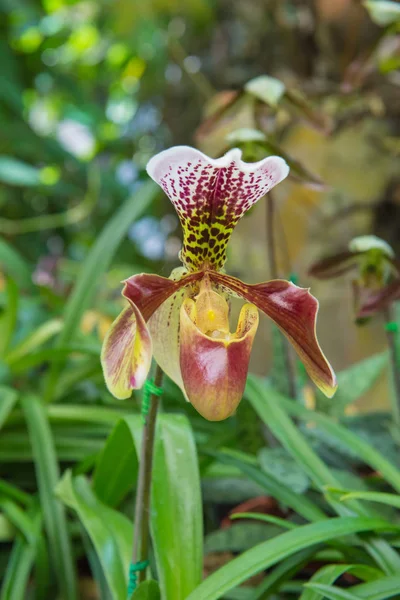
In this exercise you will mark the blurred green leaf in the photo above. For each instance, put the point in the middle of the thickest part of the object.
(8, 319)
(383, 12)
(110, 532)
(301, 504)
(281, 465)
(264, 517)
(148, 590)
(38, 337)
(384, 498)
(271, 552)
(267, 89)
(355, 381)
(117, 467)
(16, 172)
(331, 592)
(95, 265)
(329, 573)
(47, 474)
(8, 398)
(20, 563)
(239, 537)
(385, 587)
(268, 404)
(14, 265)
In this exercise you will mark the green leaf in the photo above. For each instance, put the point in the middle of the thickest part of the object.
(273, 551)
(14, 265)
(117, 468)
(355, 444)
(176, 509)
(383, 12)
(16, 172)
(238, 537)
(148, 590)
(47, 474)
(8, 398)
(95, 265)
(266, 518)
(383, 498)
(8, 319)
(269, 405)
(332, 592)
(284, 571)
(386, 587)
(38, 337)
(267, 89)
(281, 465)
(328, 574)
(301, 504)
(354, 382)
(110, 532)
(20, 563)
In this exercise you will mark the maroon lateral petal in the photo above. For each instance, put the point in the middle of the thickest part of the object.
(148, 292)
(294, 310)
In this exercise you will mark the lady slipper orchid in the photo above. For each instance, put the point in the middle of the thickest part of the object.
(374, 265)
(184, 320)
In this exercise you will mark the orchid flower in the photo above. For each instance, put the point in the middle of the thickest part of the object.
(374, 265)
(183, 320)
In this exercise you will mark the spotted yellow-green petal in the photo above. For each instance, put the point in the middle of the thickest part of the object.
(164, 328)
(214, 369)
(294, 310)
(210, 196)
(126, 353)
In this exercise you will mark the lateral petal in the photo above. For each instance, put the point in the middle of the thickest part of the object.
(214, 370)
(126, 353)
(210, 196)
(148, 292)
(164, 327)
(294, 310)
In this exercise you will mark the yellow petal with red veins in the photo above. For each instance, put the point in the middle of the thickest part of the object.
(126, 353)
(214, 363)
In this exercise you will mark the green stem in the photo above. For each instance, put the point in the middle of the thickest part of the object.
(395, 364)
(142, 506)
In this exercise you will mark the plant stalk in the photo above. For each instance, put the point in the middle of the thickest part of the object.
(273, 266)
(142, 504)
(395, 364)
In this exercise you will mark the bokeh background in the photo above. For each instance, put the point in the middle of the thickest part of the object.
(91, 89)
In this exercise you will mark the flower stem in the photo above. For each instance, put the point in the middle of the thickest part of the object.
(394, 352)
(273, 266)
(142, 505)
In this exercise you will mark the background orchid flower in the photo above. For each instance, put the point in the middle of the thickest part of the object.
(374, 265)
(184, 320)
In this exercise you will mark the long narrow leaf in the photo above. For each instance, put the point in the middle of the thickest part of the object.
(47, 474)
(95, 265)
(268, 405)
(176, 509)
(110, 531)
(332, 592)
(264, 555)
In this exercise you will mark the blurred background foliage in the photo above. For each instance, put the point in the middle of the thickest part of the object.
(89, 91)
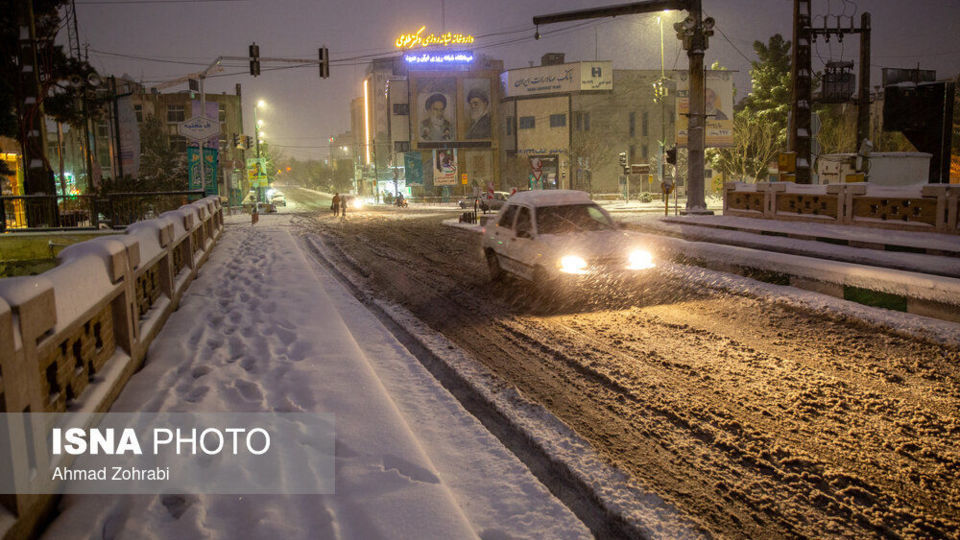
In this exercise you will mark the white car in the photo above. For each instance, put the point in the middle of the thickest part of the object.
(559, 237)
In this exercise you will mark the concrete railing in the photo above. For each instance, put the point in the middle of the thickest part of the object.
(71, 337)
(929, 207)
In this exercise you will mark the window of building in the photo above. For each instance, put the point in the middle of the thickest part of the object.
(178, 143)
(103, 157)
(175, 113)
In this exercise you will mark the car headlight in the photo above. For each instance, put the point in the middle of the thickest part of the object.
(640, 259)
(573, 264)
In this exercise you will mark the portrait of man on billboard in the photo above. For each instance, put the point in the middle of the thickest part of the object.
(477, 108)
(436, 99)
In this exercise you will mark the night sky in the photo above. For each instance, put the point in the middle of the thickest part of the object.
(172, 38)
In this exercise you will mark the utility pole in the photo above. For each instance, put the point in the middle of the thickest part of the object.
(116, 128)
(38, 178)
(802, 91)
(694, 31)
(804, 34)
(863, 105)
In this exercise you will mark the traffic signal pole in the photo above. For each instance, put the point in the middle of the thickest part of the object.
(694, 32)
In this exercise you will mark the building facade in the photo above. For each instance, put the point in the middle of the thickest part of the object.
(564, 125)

|---|

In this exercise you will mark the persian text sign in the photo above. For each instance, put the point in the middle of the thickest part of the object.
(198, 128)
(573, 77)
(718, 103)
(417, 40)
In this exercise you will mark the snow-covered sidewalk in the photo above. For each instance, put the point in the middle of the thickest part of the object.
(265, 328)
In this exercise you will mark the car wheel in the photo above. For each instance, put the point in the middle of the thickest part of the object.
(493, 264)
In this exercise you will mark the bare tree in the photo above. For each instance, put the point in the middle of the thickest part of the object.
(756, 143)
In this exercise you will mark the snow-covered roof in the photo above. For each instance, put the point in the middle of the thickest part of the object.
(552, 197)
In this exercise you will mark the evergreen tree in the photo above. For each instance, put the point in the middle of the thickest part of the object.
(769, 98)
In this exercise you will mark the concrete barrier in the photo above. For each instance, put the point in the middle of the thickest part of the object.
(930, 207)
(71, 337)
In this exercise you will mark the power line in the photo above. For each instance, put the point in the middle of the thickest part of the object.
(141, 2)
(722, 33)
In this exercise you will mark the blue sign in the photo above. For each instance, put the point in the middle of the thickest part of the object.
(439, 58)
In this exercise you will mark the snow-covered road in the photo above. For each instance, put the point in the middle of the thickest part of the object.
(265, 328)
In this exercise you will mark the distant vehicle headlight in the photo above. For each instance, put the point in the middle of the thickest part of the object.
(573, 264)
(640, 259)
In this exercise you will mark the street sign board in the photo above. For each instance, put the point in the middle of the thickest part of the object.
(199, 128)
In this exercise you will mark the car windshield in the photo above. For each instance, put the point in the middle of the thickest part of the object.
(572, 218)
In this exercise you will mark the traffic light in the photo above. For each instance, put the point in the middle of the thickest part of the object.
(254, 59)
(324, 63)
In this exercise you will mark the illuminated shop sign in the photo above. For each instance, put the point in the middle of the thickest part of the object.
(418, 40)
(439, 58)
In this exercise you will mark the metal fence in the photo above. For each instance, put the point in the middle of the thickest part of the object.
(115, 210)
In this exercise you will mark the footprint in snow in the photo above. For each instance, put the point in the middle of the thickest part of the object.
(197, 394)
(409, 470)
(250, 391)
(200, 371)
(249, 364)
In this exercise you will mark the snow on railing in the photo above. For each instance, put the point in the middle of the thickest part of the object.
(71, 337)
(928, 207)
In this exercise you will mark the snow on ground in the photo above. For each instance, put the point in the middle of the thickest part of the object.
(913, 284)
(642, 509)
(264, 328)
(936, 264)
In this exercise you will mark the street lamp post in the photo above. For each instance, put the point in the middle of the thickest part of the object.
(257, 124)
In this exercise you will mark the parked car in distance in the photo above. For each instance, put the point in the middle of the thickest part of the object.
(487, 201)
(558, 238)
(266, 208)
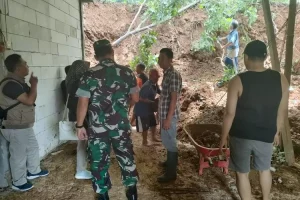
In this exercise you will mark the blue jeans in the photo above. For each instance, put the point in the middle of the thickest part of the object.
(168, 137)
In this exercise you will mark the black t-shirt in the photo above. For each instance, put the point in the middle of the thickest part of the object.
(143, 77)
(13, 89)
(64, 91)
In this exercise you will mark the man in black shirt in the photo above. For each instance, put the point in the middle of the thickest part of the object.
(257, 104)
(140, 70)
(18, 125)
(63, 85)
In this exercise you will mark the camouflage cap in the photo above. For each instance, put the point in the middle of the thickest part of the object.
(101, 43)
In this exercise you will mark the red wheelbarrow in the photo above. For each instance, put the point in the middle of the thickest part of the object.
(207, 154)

|---|

• [DIRECTIVE]:
State how many lines of the records above contain the word "petal", giving only the number.

• [EXERCISE RESPONSE]:
4